Tâches à faire:
(a) D'après l'extrait, à quelle heure commence le discours de Ciano ?
(b) Reprenez s'il vous plaît tout ce qui va de "Dino Grandi a préparé" jusqu'à "Ciano de parler." dans l'extrait, en substituant "chaleur accablante" à "chaleur étouffante".

Extrait à lire:
---*---
21 h. C'est le moment que tout le monde attend. L’heure de vérité.
Dino Grandi a préparé soigneusement son intervention. Il sait qu'à tout moment, Mussolini peut faire entrer son service de sécurité et embarquer tous les frondeurs. Dans la pièce où règne une chaleur étouffante, fenêtres fermées, lit son ordre du jour dans lequel il demande au chef du gouvernement de confier le commandement des forces armées au roi. Puis il passe à l’offensive en lançant un réquisitoire contre Mussolini et la dictature personnelle. Dino Grandi a franchi le Rubicon. Un silence de plomb règne dans la salle du Pappagallo. C'est au tour de Ciano de parler.
22 h. Discours de Ciano. Il débute son discours en reprenant les mots de Mussolini. Pacta sunt servanda . L’inobservation de cette maxime n’est pas à inscrire jusqu'ici à notre passif mais à celui d’Hitler.
Le gendre de Mussolini se lève et sans aucune note revient sur l’ alliance avec l’Allemagne et la duplicité d’ Hitler. Il reproche à l’allié d’avoir tenu l’Italie écartée de ses projets de guerre malgré les assurances données. Pour conclure il accuse l’Allemagne d’avoir trahi et l’Italie peut reprendre sa liberté d’action.
---*---
Données ci-dessous:
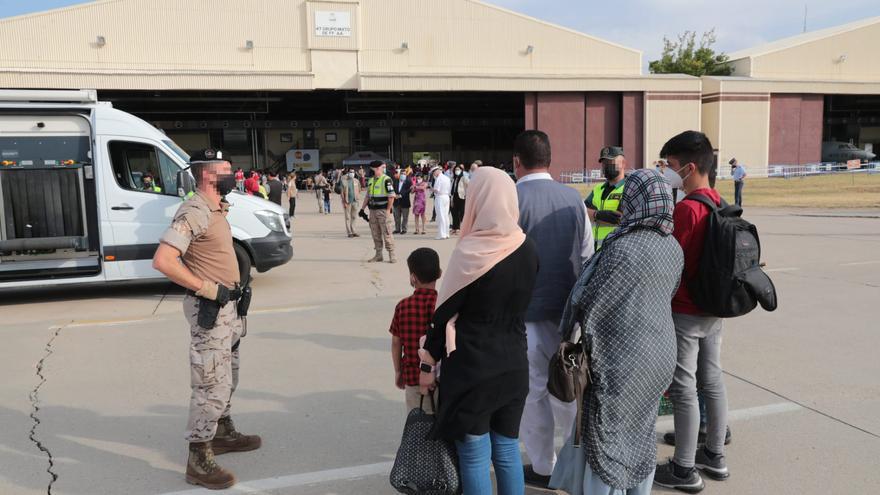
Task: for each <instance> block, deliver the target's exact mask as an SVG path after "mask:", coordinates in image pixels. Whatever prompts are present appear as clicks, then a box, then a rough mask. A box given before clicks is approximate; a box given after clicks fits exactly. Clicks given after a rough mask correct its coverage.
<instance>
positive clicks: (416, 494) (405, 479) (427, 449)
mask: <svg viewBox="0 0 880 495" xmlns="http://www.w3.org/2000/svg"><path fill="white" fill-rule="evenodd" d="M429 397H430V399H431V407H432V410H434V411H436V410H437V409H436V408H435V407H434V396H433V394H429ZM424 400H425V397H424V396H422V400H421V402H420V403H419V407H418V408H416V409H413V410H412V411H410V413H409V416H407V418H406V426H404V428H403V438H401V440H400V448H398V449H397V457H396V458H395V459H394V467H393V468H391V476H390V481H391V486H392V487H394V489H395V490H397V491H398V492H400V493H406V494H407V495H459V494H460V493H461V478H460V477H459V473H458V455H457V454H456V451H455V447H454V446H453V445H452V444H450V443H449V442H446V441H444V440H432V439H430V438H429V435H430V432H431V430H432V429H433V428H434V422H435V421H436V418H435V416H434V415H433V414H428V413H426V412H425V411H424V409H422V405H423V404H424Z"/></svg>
---*---
Réponses fournies:
(a) À 22 h.

(b)
Dino Grandi a préparé soigneusement son intervention. Il sait qu'à tout moment, Mussolini peut faire entrer son service de sécurité et embarquer tous les frondeurs. Dans la pièce où règne une chaleur accablante, fenêtres fermées, lit son ordre du jour dans lequel il demande au chef du gouvernement de confier le commandement des forces armées au roi. Puis il passe à l’offensive en lançant un réquisitoire contre Mussolini et la dictature personnelle. Dino Grandi a franchi le Rubicon. Un silence de plomb règne dans la salle du Pappagallo. C'est au tour de Ciano de parler.